Provided text:

++++++

Chapter 7 Moving Beyond Linearity
7.1 Conceptual exercises
7.1.1 Exercise 1.
A cubic regression spline with one knot at \(\xi\) can be obtained using a basis of the form \(x, x^2, x^3, (x - \xi)_+^3\), where \((x - \xi)_+^3 = (x - \xi)^3\) if \(x > \xi\) and equals \(0\) otherwise. We will now show that a function of the form \[ f(x) = \beta_0 + \beta_1x + \beta_2x^2 + \beta_3x^3 + \beta_4(x - \xi)_+^3 \] is indeed a cubic regression spline, regardless of the values of \(\beta_0, \beta_1, \beta_2, \beta_3\) and \(\beta_4\).
- Question (a)
Let’s define a function \[ f_1(x) = a_1 + b_1x + c_1x^2 + d_1x^3, \quad\text{for some real numbers}\quad a_1, b_1, c_1, d_1. \]
For all \(x \leq \xi\), \((x - \xi)_+^3 = 0\), and so we have \(f(x) = f_1(x)\) for all \(x \leq \xi\). And \(a_1 = \beta_0\), \(b_1 = \beta_1\), \(c_1 = \beta_2\) and \(d_1 = \beta_3\).
- Question (b)
Let’s define a function \[ f_2(x) = a_2 + b_2x + c_2x^2 + d_2x^3, \quad\text{for some real numbers}\quad a_2, b_2, c_2, d_2. \]
For all \(x > \xi\), \((x - \xi)_+^3 = (x - \xi)^3 = x^3 - 3\xi x^2 + 3\xi^2 x - \xi^3\). Thus, we can rewrite \(f(x)\) as: \[ f(x) = (\beta_0 - \beta_4\xi^3) + (\beta_1 + 3\beta_4\xi^2)x + (\beta_2 - 3\beta_4\xi)x^2 + (\beta_3 + \beta_4)x^3.\]
Then, by identification, we found that \(a_2 = \beta_0 - \beta_4\xi^3\), \(b_2 = \beta_1 + 3\beta_4\xi^2\), \(c_2 = \beta_2 - 3\beta_4\xi\) and \(d_2 = \beta_3 + \beta_4\).
- Question (c)

++++++

Location identification items
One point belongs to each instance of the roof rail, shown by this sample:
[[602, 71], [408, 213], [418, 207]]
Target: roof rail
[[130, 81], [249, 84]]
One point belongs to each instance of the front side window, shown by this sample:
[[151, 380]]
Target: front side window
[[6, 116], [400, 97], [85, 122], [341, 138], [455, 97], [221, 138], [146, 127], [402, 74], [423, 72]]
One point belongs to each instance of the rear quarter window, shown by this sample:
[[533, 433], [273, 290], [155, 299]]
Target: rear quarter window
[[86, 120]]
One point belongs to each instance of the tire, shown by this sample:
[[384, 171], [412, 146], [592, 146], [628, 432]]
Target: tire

++++++

Objectives:
a) In the spline exercise text, which four terms form the basis for a cubic regression spline with one knot at ξ?
b) Reproduce the spline exercise text word for word from "- Question (a)" to "and \(d_1 = \beta_3\).".

Answers below:
a) The basis is \(x, x^2, x^3, (x - \xi)_+^3\).

b)
- Question (a)
Let’s define a function \[ f_1(x) = a_1 + b_1x + c_1x^2 + d_1x^3, \quad\text{for some real numbers}\quad a_1, b_1, c_1, d_1. \]
For all \(x \leq \xi\), \((x - \xi)_+^3 = 0\), and so we have \(f(x) = f_1(x)\) for all \(x \leq \xi\). And \(a_1 = \beta_0\), \(b_1 = \beta_1\), \(c_1 = \beta_2\) and \(d_1 = \beta_3\).